• [Assignment]: A verbatim copy of the line containing "Query: red spring" and all lines after it, up to and including the final line of the records, is the only acceptable output.

▼

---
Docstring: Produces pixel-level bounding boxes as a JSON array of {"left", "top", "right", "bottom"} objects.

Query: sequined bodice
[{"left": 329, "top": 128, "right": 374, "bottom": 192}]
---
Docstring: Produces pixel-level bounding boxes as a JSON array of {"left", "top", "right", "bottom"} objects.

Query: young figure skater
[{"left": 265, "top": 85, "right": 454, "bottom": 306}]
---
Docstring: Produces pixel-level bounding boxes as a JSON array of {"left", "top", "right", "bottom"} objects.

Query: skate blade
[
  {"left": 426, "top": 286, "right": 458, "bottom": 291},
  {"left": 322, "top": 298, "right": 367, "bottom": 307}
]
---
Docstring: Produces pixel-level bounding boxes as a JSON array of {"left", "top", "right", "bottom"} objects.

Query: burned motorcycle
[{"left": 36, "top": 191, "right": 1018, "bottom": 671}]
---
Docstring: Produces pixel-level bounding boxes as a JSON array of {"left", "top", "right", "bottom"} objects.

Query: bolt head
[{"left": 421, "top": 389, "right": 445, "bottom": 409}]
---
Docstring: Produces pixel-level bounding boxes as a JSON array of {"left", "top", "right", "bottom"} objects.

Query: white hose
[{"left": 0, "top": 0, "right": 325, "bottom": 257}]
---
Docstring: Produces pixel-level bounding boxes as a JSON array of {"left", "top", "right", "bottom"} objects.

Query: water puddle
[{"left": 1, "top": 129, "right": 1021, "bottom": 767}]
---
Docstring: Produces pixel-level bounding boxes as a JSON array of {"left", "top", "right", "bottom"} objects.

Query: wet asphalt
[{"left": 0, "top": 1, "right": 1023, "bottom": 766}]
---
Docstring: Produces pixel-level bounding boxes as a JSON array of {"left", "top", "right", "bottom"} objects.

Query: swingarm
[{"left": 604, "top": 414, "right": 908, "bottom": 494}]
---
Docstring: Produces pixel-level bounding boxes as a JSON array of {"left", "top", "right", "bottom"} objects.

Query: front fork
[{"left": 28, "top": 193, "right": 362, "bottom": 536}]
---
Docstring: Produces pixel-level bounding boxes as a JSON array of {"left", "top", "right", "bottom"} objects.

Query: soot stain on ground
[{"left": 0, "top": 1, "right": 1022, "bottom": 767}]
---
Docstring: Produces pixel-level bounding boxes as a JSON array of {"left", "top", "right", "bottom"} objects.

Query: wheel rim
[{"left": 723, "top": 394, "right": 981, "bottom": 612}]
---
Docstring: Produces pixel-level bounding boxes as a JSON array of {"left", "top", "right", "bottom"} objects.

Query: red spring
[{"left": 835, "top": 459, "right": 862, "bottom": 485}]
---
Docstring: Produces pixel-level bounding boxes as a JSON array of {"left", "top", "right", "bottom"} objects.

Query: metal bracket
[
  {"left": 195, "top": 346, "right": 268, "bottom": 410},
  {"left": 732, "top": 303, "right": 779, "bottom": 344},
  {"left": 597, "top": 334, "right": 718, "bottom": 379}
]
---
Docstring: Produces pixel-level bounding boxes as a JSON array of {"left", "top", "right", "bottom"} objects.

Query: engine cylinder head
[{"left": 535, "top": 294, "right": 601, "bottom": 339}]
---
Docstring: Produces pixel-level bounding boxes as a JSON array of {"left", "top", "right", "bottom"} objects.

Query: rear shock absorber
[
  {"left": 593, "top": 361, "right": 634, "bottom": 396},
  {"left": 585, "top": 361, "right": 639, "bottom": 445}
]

▲

• [Output for this exercise]:
Query: red spring
[{"left": 835, "top": 459, "right": 862, "bottom": 485}]
---
Docstring: Produces pixel-level bounding boxes as a JSON array of {"left", "top", "right", "bottom"} objects.

Query: metal bracket
[
  {"left": 195, "top": 346, "right": 268, "bottom": 410},
  {"left": 732, "top": 303, "right": 779, "bottom": 344},
  {"left": 597, "top": 334, "right": 718, "bottom": 379}
]
---
Docstring: Produces pixel-level bounding boxes as a JSON array of {"left", "top", "right", "bottom"} objects.

Query: engine cylinder head
[{"left": 535, "top": 294, "right": 601, "bottom": 339}]
---
Docstring: Produces pixel-level bounding boxes as a JSON array of {"left", "top", "right", "bottom"} objects.

Query: rear shock absorber
[
  {"left": 593, "top": 361, "right": 634, "bottom": 396},
  {"left": 585, "top": 361, "right": 639, "bottom": 445}
]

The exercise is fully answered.